* DOCUMENTO DE ORIGEM
--------------------------------------------------

A História é o relato do passado.

O presente já é passado e o futuro ainda não chegou.

Assim, a memória que temos é do passado, da história que vivemos. Da que ainda iremos viver não existe memória, porque ainda não aconteceu.

Todos somos produto da nossa história pessoal: onde nascemos, onde crescemos, onde aprendemos, onde vivemos, o que fizemos, factos bons e maus que nos ligam ao passado.

Por razões que se prendem com a falta do registo dos acontecimentos, acontece que muitas vezes existe apenas a memória humana que, além de não durar para sempre, também está sujeita a falhas e nem sempre consegue transmitir, com exactidão, o que se passou. E o que passou é também a memória colectiva que origina a identidade e a cultura de um povo.

Se nasci português é natural que me identifique como português, mesmo que, por qualquer razão, tenha que adoptar outra nacionalidade. O local do nascimento é o primeiro traço histórico de cada um de nós, cria também os primeiros laços de afectividade, para além da família, aqueles que residem ou nasceram no mesmo local, os vizinhos. Depois temos os colegas de escola, de aprendizagem profissional, seja ela qual for, dos colegas de trabalho, dos amigos com quem passamos os tempos livres, do clube desportivo que elegemos como nosso, eventualmente do partido político com o qual nos sentimos ideologicamente irmanados para preparar o futuro do país ou da região onde vivemos. O homem é assim uma mistura de “passados” que fazem dele aquilo que é.

Perder uma dessas nossas memórias é perder um pouco de nós, é, no limite, perder a identidade que, infelizmente, como doença é das mais dolorosas psicologicamente, para o próprio e para os seus próximos. Quem não conhece pessoas que, devido a essa terrível doença, estão perdidas no mundo sem saberem quem são, onde estão, quem os rodeia, a despersonalização total!

--------------------------------------------------

* DADOS FORNECIDOS
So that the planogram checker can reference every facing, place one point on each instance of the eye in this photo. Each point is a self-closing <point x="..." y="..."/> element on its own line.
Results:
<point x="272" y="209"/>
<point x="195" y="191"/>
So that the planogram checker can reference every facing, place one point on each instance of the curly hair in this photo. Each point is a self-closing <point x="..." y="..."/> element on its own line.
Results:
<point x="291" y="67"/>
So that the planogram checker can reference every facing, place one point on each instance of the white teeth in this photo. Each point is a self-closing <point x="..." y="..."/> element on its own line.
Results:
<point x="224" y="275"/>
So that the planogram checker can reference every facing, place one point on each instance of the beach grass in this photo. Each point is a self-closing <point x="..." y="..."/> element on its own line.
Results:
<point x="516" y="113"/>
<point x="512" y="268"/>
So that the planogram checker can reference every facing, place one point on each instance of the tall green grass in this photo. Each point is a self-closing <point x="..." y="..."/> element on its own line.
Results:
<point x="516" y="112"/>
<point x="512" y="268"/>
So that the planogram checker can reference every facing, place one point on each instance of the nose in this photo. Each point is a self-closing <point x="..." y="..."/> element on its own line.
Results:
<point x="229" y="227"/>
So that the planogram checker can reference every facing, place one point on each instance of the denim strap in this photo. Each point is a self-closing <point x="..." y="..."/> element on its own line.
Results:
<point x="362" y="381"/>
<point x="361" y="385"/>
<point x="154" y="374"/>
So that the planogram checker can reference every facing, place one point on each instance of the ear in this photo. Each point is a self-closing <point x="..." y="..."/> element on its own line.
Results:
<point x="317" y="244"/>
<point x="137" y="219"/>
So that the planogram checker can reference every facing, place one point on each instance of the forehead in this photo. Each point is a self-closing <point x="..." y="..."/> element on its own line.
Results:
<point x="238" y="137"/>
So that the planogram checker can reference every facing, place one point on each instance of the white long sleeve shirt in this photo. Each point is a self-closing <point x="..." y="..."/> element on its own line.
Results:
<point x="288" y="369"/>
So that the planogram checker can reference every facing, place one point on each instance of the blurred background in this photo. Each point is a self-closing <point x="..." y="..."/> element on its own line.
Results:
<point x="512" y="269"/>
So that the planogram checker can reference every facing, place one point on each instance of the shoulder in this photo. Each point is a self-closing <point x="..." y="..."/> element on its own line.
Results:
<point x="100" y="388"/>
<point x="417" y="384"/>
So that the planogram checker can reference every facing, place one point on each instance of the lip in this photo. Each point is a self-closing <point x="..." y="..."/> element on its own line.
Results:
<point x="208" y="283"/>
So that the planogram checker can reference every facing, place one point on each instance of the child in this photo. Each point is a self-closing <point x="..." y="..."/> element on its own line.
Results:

--------------------------------------------------

* TAREFA A REALIZAR
Reescreva o texto sobre a história de "A História é" a "de um povo.", substituindo "memória" por "lembrança".

* RESULTADO DA TAREFA
A História é o relato do passado.

O presente já é passado e o futuro ainda não chegou.

Assim, a lembrança que temos é do passado, da história que vivemos. Da que ainda iremos viver não existe lembrança, porque ainda não aconteceu.

Todos somos produto da nossa história pessoal: onde nascemos, onde crescemos, onde aprendemos, onde vivemos, o que fizemos, factos bons e maus que nos ligam ao passado.

Por razões que se prendem com a falta do registo dos acontecimentos, acontece que muitas vezes existe apenas a lembrança humana que, além de não durar para sempre, também está sujeita a falhas e nem sempre consegue transmitir, com exactidão, o que se passou. E o que passou é também a lembrança colectiva que origina a identidade e a cultura de um povo.